[GIVEN RECORDS start]
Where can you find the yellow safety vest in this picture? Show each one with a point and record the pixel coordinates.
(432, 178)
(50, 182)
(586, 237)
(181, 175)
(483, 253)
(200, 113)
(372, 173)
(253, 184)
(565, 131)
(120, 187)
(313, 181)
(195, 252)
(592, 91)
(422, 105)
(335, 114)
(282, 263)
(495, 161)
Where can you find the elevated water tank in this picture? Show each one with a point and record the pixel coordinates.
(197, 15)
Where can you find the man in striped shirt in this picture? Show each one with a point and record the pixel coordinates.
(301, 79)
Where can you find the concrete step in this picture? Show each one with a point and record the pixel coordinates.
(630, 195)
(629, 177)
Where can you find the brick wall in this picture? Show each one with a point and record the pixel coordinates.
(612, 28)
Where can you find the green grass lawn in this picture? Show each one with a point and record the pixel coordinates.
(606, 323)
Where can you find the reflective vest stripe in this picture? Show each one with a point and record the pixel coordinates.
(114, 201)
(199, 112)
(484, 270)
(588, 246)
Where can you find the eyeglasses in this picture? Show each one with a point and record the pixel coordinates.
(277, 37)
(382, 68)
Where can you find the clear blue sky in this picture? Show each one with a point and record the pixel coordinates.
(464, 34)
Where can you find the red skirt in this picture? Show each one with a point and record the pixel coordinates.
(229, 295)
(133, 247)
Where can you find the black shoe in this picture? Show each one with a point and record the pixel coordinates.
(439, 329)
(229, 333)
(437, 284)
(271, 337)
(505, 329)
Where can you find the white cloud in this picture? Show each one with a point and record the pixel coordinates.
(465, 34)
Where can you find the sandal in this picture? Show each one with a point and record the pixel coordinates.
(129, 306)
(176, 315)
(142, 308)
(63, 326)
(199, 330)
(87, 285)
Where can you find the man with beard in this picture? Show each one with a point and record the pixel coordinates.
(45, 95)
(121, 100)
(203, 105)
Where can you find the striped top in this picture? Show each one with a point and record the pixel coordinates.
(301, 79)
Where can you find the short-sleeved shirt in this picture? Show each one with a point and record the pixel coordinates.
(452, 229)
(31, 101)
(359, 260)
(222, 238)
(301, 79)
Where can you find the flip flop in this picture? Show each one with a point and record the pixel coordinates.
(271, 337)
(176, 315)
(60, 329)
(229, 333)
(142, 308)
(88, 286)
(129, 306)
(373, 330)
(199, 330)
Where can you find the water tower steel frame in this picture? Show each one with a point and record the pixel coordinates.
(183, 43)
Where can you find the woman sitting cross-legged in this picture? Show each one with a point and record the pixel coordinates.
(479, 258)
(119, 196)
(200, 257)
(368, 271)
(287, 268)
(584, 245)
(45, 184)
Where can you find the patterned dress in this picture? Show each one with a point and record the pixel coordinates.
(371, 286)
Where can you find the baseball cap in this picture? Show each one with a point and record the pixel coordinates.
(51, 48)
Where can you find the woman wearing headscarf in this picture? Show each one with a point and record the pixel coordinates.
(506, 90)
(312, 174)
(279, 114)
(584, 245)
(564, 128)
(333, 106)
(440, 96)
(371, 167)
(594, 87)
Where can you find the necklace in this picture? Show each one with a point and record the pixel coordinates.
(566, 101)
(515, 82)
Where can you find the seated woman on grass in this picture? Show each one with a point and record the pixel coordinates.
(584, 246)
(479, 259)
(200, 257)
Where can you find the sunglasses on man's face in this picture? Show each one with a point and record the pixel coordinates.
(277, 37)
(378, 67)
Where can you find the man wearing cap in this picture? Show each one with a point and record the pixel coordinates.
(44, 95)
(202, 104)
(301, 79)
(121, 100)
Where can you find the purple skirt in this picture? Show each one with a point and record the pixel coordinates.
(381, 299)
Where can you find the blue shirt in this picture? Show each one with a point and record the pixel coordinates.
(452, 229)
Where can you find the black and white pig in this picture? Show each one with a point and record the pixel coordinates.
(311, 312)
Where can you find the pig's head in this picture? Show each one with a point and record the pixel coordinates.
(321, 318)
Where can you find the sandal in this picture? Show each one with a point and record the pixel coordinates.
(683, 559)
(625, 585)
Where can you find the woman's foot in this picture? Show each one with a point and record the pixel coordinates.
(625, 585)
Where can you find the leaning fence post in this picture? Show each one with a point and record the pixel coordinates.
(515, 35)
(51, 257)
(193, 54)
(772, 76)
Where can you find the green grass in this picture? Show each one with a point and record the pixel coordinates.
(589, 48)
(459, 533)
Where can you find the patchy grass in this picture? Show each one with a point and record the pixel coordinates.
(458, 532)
[GIVEN RECORDS end]
All of the entries must be written out exactly as they stand.

Where can you find the yellow safety vest in this picture? Show each one with a point and record the pixel coordinates.
(432, 178)
(50, 182)
(586, 237)
(181, 175)
(483, 253)
(200, 113)
(372, 173)
(253, 184)
(565, 131)
(120, 187)
(313, 181)
(195, 252)
(592, 91)
(422, 105)
(335, 114)
(282, 263)
(495, 161)
Where can you find the elevated water tank in this picture? Show each one with a point and record the pixel coordinates.
(197, 15)
Where can you find the man in striped shirt in this picture? Show each one with a point and record the pixel coordinates.
(301, 79)
Where can you find the concrete step in this picture? Show each one with a point and record the pixel coordinates.
(630, 195)
(629, 177)
Where can you find the brick wall in this picture? Show each one with a point and record the pixel coordinates.
(612, 28)
Where can you find the green grass lawn in this picture? Show each one with a point and record the pixel coordinates.
(606, 323)
Where can you find the reflective vest stripe in this picture? Show each one with a point and record the pixel coordinates.
(114, 201)
(199, 112)
(484, 270)
(588, 246)
Where can you find the eyeglasses in this picture? Show each one with a point and record the pixel coordinates.
(277, 37)
(382, 68)
Where can you find the clear blue sky in this picture? Show each one with a point and record the pixel coordinates.
(464, 34)
Where can you find the red skirt in this picture? Show each one with a point and record the pixel coordinates.
(229, 295)
(133, 247)
Where can you find the black shoe in this picture? Show each one with a point and record the pixel coordinates.
(439, 329)
(229, 333)
(437, 284)
(271, 337)
(505, 329)
Where can you find the white cloud in this picture? Show each one with a point and record the pixel coordinates.
(465, 34)
Where can you find the sandal in this picture? Show each one with a point and record the pixel coordinates.
(129, 306)
(176, 315)
(142, 308)
(63, 326)
(199, 330)
(87, 285)
Where can you find the man with beard in this picture? Show each one with a point and record the pixel coordinates.
(45, 95)
(121, 100)
(203, 105)
Where can you find the striped top in this picture? Show each one with a point and record the pixel coordinates.
(301, 79)
Where can you find the short-sleeved shirt in this picture? Show each one with a point and record the pixel coordinates.
(452, 229)
(31, 101)
(359, 260)
(222, 238)
(301, 79)
Where can you find the flip flop in this picture? Show each one with a point and record the pixel coordinates.
(271, 337)
(176, 315)
(60, 329)
(229, 333)
(142, 308)
(88, 286)
(129, 306)
(373, 330)
(199, 330)
Where can you find the water tower steel frame in this picture? Show each one with a point and record the pixel coordinates.
(183, 43)
Where can you find the woman sitting cross-legged in this picture? Show each one with a point and record the pixel coordinates.
(479, 258)
(119, 196)
(200, 257)
(368, 271)
(287, 268)
(584, 245)
(45, 184)
Where can you find the patterned dress in this picture? Show each one with a point and record the pixel coordinates.
(371, 286)
Where can you find the baseball cap in this picture? Show each one with a point and record the pixel coordinates.
(51, 48)
Where can you find the woman wearing headscarf in this picture? Show each one with a point and record the pixel coordinates.
(506, 90)
(312, 174)
(279, 114)
(584, 245)
(564, 128)
(333, 106)
(440, 96)
(371, 167)
(594, 87)
Where can you find the necklace in this picture? Show each one with a point and record the pixel coordinates.
(566, 101)
(515, 82)
Where can you find the seated woman on grass in this picture? Show each one with a point and record the pixel coordinates.
(584, 246)
(479, 259)
(200, 257)
Where can you find the sunglasses on man's face in this picture? Show each one with a point and record the pixel coordinates.
(277, 37)
(378, 67)
Where can you find the man wearing cap in this picture? Show each one with a point and record the pixel coordinates.
(44, 95)
(202, 104)
(301, 79)
(121, 100)
Where can you find the purple skirt in this picture? Show each one with a point and record the pixel coordinates.
(381, 299)
Where can you find the blue shirt in this picture? Show each one with a point and record the pixel coordinates.
(452, 229)
Where can you find the black and white pig in this picture? Show each one with a point and record the pixel coordinates.
(311, 312)
Where can you find the pig's head in this picture? Show each one with a point and record the pixel coordinates.
(321, 318)
Where can you find the sandal in this picture? Show each one with a point and record the pixel coordinates.
(683, 559)
(625, 585)
Where can you find the woman's foot in this picture? Show each one with a point and record the pixel coordinates.
(625, 585)
Where can you find the leaning fence post in this picture? Show each one with a point and record the pixel coordinates.
(515, 35)
(51, 257)
(193, 54)
(772, 76)
Where can you find the green grass in this picture? Show each one with a point and record the pixel coordinates.
(589, 48)
(459, 533)
Where can you find the patchy grass in this picture? Show each one with a point and record the pixel coordinates.
(458, 532)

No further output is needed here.